TASK PROMPT - List every line below that contains the word "jacket". Case counts.

DATA IN THIS EXERCISE -

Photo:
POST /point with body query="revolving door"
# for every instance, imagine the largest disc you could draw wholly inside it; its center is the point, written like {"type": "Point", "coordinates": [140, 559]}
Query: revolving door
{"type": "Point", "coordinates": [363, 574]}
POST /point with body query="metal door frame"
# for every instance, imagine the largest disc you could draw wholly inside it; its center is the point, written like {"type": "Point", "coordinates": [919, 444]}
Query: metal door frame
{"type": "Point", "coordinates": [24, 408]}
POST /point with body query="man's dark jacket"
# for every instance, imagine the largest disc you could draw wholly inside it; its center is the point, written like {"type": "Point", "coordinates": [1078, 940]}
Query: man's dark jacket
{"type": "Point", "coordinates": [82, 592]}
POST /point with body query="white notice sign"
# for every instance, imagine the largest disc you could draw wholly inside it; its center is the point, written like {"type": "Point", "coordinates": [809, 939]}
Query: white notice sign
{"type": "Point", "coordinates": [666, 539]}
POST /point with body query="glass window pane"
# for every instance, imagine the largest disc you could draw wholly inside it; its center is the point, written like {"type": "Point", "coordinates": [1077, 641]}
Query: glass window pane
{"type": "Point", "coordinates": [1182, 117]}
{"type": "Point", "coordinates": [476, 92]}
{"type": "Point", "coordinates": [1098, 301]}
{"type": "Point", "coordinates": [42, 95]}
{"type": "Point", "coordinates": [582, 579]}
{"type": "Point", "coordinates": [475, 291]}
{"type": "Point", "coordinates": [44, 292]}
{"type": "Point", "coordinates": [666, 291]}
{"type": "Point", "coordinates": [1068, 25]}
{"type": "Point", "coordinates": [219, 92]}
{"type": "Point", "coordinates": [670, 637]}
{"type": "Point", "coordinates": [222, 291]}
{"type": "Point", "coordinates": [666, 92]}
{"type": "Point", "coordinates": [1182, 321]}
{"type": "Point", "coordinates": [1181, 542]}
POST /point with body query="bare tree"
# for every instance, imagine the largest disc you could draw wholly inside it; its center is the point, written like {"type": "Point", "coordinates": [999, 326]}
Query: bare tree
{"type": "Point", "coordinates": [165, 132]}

RESULT -
POST /point with body query="man's dark jacket"
Query: man's dark jacket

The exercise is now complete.